ASSIGNMENT
Without including any pictures, write out all the records word for word.

-- ENTRIES SUPPLIED follows --

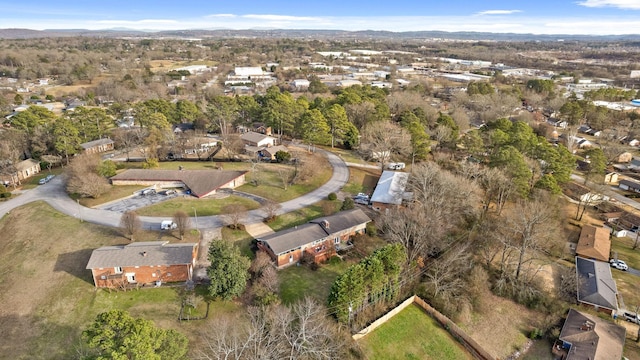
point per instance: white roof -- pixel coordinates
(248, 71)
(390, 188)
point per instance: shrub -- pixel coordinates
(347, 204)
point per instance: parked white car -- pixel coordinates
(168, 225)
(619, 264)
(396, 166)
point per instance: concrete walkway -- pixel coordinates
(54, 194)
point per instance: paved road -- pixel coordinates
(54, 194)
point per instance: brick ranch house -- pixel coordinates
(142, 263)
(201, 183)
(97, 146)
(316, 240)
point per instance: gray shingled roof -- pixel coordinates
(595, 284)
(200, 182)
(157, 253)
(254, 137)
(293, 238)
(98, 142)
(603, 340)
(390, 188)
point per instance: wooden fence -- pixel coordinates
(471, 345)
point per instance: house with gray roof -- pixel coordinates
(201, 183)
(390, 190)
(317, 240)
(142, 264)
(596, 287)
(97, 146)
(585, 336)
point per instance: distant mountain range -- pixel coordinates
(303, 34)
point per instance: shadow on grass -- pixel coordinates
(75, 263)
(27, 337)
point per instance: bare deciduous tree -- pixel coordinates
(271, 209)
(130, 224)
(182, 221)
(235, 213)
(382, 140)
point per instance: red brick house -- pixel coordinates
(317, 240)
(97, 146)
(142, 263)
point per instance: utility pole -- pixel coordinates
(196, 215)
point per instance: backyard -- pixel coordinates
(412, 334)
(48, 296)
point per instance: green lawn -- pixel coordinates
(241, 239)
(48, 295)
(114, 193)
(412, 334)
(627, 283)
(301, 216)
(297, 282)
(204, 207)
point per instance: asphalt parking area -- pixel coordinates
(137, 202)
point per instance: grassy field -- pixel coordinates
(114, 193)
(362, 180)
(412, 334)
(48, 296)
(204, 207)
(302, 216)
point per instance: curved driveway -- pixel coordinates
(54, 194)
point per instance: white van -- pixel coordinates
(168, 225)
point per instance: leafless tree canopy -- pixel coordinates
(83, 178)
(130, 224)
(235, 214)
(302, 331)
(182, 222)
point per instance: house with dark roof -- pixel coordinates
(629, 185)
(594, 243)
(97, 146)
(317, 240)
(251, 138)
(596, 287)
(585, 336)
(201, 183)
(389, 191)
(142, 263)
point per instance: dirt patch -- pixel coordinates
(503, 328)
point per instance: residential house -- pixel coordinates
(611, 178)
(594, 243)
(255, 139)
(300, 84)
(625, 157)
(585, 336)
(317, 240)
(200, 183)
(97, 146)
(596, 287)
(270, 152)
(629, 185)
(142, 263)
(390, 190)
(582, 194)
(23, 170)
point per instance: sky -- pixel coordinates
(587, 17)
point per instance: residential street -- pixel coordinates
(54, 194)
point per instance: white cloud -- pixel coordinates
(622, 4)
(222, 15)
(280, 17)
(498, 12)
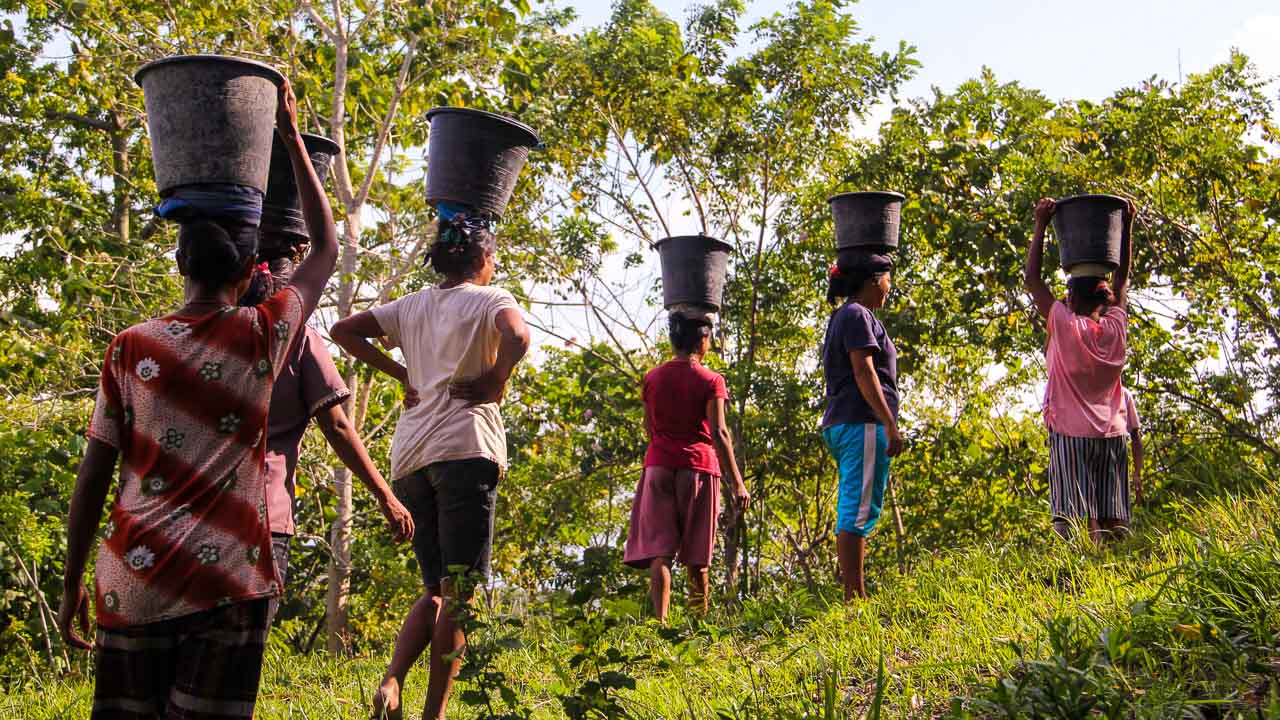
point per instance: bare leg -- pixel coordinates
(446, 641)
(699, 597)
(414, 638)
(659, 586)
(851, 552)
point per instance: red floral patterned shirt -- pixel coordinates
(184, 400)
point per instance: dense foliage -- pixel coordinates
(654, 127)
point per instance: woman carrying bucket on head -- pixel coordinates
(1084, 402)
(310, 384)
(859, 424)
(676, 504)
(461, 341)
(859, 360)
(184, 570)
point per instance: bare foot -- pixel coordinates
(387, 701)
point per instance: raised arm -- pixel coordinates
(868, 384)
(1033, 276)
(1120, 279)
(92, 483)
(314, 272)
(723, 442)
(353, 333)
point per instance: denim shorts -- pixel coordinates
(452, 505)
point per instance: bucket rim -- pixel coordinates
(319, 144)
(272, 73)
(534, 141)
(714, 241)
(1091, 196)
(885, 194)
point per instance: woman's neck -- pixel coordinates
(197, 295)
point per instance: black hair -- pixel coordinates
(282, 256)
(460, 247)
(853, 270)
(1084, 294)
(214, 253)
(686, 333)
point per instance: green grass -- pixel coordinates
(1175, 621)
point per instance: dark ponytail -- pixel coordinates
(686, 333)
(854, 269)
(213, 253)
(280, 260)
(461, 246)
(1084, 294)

-- ENTRIES SUPPLIED concluded --

SOLUTION TO THE EXERCISE
point per instance: white roof -- pixel coordinates
(248, 71)
(390, 188)
point per instance: shrub -- pixel coordinates
(347, 204)
point per instance: parked white car -- pixel coordinates
(168, 225)
(619, 264)
(396, 166)
point per instance: concrete walkway -- pixel coordinates
(54, 194)
point per instance: paved road -- pixel coordinates
(54, 194)
point per instance: brick ranch house -- pixel coordinates
(142, 263)
(201, 183)
(97, 146)
(316, 240)
point per instance: gray shingled roof -- pixel coordinates
(595, 284)
(200, 182)
(157, 253)
(254, 137)
(293, 238)
(98, 142)
(603, 340)
(390, 188)
point per instance: wooden fence -- pixel coordinates
(471, 345)
point per instance: house with gray roof -- pixel coordinates
(201, 183)
(390, 190)
(317, 240)
(142, 264)
(596, 287)
(97, 146)
(585, 336)
point per instance: distant mountain range -- pixel coordinates
(303, 34)
point per instance: shadow on grass -- pixel coordinates
(75, 263)
(27, 337)
point per instance: bare deciduous tree -- pixel coordinates
(271, 209)
(130, 224)
(182, 221)
(235, 213)
(382, 140)
point per instance: red brick house -- pixel coordinates
(317, 240)
(97, 146)
(142, 263)
point per instance: utility pole -- pixel coordinates
(196, 215)
point per instance: backyard -- pixel coordinates
(412, 334)
(48, 296)
point per instance: green lawn -- pixel coordinates
(241, 239)
(48, 295)
(114, 193)
(412, 334)
(627, 283)
(301, 216)
(297, 282)
(204, 207)
point per instance: asphalt parking area -- pixel coordinates
(137, 202)
point per instance: grassy field -- pixel coordinates
(114, 193)
(362, 180)
(412, 334)
(48, 296)
(204, 207)
(302, 216)
point per instance: curved driveway -- pixel coordinates
(54, 194)
point per instance: white van -- pixel coordinates
(168, 225)
point per instance: leafless tree canopy -- pixel coordinates
(83, 178)
(130, 224)
(235, 214)
(302, 331)
(182, 222)
point per instance: house with dark roof -- pixel coordinates
(629, 185)
(594, 243)
(97, 146)
(317, 240)
(251, 138)
(596, 287)
(585, 336)
(201, 183)
(389, 191)
(142, 263)
point per instance: dirt patch -- pixel coordinates
(503, 328)
point per instance: residential house -- pixel coordinates
(611, 178)
(594, 243)
(255, 139)
(300, 84)
(625, 157)
(585, 336)
(317, 240)
(200, 183)
(97, 146)
(596, 287)
(270, 152)
(629, 185)
(142, 263)
(390, 190)
(582, 194)
(23, 170)
point per instance: sky -- pixel coordinates
(587, 17)
point per instance: residential street -- pixel coordinates
(54, 194)
point per instance: white cloud -- pixel coordinates
(622, 4)
(222, 15)
(280, 17)
(498, 12)
point per instance: bare leg -- pixel coordinates
(446, 641)
(699, 597)
(414, 638)
(659, 586)
(851, 552)
point per instance: red floral patterned shirt -- pixel coordinates
(184, 400)
point per instance: dense foliage -- pixel coordinates
(654, 127)
point per instance: woman carrying bucket on head -- pixel coordinates
(1084, 402)
(310, 384)
(859, 424)
(676, 504)
(461, 341)
(859, 360)
(184, 570)
point per instance: bare foot -- pixel coordinates
(387, 701)
point per instance: raised arm -- pixel coordinates
(868, 384)
(1033, 276)
(1120, 279)
(92, 483)
(314, 272)
(723, 442)
(353, 333)
point per instance: denim shorts -- pixel coordinates
(452, 505)
point per instance: bucket rim -- pixel coordinates
(319, 144)
(272, 73)
(534, 141)
(714, 241)
(1091, 196)
(885, 194)
point per instance: woman's neck -- pixel coordinates
(197, 295)
point per instance: black hair -- pixel coordinates
(282, 256)
(460, 247)
(853, 270)
(1084, 294)
(214, 253)
(686, 333)
point per instance: green grass -- pixel coordinates
(1175, 621)
point per instance: dark ponytail -- pixel coordinates
(686, 333)
(854, 269)
(213, 253)
(280, 260)
(461, 246)
(1084, 294)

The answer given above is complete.